→ **GOAL 1**
Reproduce only the extracted data entries, from their first line through the line containing "[0,0,448,186]", requests included, and increase every bounding box coordinate in the answers by 70.

→ **DOCUMENT PASSAGE**
The band was the jazz equivalent of heavy metal, except, unlike rock musicians, these cats could improvise. Their concept was one of a touring hardcore band, playing fast and loud confrontational music. All of their releases before Iron Path were live dates, the self-titled 1986 Enemy Records recording, The Noise Of Trouble (Live In Tokyo) (Enemy Records, 1987) with Herbie Hancock and Akira Sakata, Cassette Recordings 87 (Enemy Records, 1987). Almost all of their work is out-of-print, except the reissued Koln (Atavistic, 2005) and the 1989 Headfirst Into the Flames (DMG/ARC, 2005).

[Extracted data entries]
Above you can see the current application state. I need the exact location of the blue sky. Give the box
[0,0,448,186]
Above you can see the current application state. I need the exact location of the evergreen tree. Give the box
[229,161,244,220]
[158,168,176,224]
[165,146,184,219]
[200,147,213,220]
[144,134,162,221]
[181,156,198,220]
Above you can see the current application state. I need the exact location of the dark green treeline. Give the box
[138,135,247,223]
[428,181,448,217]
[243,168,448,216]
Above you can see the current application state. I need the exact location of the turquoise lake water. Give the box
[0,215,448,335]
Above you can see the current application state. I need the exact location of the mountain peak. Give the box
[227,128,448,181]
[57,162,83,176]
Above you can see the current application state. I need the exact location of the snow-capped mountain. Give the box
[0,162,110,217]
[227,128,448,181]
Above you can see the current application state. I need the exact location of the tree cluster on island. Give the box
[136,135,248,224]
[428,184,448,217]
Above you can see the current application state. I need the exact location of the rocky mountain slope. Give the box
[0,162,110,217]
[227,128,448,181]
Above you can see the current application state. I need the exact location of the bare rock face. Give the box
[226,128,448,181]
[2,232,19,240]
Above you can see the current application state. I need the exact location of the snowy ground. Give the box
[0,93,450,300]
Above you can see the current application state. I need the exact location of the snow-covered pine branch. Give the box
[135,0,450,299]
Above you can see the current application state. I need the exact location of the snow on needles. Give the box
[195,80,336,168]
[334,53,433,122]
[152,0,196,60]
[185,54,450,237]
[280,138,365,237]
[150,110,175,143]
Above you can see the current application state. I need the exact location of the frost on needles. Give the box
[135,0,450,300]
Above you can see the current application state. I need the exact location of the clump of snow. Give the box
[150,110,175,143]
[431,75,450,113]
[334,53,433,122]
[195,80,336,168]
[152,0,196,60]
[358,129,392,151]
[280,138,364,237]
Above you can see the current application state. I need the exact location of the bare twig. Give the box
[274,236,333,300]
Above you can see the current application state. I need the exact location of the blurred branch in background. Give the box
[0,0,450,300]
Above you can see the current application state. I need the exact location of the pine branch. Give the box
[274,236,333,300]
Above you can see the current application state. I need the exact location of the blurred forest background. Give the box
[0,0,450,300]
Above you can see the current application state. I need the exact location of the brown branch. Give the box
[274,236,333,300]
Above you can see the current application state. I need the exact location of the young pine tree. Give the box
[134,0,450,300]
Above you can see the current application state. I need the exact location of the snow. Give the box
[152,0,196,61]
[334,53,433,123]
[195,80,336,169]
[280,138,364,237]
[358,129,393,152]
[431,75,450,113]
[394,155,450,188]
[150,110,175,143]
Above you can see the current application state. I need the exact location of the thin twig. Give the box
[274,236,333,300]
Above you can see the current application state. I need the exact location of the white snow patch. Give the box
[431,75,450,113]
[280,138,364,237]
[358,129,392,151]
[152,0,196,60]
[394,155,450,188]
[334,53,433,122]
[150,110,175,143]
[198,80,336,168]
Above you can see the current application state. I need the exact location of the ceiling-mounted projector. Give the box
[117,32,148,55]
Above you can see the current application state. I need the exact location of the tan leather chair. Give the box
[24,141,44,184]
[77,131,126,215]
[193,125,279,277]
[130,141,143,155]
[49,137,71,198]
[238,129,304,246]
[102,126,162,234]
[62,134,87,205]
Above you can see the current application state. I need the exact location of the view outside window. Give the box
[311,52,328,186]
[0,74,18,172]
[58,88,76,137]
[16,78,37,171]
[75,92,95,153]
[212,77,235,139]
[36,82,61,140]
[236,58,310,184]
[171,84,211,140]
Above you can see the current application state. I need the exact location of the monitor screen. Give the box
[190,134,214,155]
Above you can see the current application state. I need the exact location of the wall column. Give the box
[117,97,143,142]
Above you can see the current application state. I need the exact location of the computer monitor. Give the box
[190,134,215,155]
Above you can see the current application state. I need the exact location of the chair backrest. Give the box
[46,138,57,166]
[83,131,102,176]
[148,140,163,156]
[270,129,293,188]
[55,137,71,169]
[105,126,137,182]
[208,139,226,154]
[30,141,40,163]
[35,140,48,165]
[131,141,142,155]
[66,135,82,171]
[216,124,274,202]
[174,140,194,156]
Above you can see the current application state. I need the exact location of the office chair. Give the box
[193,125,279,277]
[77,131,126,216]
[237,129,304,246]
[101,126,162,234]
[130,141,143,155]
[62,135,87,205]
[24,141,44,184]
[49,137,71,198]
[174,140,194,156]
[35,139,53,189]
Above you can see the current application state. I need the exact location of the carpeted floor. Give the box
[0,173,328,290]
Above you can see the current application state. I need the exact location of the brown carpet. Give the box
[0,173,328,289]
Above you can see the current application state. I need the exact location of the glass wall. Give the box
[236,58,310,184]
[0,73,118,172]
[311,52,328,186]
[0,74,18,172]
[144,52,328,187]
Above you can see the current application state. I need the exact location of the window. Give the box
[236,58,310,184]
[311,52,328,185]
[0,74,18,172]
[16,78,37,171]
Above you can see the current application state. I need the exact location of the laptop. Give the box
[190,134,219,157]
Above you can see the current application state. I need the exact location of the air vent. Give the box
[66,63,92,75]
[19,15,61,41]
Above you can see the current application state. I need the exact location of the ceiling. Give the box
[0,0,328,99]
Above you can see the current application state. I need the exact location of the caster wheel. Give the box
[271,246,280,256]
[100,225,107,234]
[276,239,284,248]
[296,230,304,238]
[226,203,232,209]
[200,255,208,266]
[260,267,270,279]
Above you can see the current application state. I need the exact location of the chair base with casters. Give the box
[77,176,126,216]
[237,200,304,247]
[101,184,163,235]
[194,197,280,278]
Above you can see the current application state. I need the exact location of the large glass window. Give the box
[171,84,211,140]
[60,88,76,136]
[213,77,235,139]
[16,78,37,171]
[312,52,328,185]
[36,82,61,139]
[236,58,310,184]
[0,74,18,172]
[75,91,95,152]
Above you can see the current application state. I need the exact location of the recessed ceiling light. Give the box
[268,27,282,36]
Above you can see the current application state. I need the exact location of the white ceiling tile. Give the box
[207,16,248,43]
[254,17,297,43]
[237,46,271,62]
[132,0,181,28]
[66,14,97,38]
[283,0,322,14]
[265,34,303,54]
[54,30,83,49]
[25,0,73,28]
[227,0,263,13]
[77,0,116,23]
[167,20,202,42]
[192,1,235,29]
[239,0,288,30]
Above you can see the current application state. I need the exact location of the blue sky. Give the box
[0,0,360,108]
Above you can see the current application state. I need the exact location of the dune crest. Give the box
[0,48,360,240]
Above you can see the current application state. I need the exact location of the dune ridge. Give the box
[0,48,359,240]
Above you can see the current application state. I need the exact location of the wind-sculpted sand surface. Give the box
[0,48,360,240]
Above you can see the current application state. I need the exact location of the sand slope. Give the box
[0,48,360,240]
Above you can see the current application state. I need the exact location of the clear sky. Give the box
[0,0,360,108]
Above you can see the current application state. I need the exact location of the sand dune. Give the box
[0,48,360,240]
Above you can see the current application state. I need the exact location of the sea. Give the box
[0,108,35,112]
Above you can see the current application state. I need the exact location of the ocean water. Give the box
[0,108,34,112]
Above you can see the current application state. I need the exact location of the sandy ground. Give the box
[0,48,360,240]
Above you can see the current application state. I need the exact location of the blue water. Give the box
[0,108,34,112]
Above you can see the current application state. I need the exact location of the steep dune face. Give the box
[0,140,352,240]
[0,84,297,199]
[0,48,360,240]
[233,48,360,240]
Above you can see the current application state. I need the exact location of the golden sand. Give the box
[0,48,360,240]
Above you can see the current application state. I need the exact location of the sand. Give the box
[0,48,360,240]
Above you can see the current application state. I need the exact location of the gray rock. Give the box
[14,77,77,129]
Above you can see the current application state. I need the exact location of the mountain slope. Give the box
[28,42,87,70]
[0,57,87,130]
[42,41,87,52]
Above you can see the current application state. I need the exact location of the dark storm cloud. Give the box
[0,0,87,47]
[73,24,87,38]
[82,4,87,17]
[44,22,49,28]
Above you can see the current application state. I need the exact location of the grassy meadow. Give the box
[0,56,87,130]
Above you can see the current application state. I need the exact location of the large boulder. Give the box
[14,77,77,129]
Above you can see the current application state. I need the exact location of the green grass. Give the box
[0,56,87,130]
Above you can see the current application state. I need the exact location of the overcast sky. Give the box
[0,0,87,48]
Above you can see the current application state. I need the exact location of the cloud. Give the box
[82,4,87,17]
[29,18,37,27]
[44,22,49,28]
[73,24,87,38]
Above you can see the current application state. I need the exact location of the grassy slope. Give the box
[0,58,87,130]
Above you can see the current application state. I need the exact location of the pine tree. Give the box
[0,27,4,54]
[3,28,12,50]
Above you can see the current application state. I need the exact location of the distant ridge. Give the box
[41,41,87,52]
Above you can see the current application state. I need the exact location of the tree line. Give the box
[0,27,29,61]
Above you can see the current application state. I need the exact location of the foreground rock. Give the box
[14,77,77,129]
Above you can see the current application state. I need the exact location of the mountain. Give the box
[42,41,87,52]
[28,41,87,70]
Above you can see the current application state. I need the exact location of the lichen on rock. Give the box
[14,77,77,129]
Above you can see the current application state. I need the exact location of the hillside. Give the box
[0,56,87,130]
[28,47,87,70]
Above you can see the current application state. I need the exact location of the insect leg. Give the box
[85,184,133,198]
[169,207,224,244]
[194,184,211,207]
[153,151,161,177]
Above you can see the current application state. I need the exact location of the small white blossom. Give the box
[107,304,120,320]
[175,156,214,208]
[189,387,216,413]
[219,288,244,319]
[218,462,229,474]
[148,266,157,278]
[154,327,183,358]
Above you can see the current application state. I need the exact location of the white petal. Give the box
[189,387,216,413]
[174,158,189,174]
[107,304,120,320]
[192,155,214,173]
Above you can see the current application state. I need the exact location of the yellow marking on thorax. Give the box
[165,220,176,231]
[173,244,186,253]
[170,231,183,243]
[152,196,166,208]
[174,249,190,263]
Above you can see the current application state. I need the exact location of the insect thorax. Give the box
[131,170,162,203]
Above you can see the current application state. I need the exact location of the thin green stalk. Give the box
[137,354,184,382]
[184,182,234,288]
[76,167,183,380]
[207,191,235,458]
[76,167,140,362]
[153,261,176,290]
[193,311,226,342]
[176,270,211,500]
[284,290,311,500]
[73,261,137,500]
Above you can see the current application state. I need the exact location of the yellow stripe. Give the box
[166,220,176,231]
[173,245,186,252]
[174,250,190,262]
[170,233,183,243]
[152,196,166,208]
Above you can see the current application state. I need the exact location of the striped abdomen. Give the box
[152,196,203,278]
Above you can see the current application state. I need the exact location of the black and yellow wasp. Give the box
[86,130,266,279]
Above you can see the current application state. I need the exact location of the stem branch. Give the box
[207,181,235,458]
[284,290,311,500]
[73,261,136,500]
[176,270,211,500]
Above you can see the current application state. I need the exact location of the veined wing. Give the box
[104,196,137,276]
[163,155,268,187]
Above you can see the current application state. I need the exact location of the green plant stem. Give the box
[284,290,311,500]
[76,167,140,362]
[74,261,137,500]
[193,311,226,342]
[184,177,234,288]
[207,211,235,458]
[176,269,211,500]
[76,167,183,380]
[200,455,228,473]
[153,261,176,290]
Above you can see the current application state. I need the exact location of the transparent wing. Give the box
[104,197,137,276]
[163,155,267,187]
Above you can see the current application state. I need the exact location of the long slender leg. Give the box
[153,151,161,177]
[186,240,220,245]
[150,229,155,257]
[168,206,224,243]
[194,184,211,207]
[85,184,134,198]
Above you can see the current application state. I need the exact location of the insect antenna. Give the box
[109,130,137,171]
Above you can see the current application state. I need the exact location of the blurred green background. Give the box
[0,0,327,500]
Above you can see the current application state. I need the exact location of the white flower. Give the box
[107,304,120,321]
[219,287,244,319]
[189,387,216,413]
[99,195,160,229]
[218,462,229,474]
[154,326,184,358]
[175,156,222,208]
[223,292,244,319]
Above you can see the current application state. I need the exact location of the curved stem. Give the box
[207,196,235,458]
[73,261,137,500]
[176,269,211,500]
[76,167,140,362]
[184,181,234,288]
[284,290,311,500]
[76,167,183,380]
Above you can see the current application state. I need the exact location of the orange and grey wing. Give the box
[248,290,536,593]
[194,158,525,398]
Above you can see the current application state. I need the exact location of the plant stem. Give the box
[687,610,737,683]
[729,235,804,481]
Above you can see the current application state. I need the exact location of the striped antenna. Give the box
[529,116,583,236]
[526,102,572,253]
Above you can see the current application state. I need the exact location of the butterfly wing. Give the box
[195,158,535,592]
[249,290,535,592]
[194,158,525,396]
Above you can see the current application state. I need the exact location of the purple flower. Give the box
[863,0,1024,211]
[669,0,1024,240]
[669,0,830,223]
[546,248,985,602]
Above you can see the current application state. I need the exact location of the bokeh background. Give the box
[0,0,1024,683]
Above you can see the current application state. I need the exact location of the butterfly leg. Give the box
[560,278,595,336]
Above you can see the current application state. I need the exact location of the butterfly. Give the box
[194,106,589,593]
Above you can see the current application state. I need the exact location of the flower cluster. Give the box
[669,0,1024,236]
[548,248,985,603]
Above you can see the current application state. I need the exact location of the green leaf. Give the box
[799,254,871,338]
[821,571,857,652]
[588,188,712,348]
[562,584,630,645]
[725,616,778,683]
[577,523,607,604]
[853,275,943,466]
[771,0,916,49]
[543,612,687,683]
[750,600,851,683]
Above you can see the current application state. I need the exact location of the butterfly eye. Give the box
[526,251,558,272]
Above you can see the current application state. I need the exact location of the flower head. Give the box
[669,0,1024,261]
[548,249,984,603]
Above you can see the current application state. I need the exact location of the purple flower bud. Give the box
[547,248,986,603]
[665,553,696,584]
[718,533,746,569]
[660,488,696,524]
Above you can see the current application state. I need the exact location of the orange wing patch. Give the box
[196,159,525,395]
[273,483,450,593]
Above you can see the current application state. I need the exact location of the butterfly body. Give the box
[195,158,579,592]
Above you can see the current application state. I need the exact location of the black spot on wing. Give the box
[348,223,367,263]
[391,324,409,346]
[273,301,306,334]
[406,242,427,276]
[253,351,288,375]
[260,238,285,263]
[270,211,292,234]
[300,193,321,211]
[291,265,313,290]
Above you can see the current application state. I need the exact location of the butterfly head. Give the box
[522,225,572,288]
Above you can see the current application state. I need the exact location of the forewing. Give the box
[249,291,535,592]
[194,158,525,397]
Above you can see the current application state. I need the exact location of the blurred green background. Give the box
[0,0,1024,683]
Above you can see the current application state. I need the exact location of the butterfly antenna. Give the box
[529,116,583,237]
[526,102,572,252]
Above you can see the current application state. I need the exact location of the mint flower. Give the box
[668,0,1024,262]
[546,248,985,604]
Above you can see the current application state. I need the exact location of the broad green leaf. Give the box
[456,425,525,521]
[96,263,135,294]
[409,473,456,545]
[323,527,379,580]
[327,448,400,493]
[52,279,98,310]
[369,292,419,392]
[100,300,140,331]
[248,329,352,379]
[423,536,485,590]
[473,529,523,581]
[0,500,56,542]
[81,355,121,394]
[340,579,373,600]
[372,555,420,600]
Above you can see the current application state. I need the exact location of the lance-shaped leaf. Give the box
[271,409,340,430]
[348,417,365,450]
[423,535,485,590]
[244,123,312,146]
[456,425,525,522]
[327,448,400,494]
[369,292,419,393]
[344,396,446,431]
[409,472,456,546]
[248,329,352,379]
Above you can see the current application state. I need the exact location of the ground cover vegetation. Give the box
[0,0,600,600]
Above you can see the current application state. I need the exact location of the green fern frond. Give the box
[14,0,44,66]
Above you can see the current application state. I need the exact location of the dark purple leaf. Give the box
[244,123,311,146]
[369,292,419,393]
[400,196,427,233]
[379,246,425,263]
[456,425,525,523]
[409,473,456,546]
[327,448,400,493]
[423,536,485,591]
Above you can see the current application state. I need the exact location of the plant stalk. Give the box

→ **GOAL 2**
Answer these questions about the passage on the jazz band:
(a) Which label released the band's self-titled 1986 recording?
(b) Which two musicians appear with the band on The Noise Of Trouble (Live In Tokyo)?
(c) Which label reissued Koln in 2005?

→ **COMPLETE OUTPUT 1**
Above you can see the current application state. I need the exact location of the blue sky. Give the box
[70,70,518,256]

→ **COMPLETE OUTPUT 2**
(a) Enemy Records
(b) Herbie Hancock and Akira Sakata
(c) Atavistic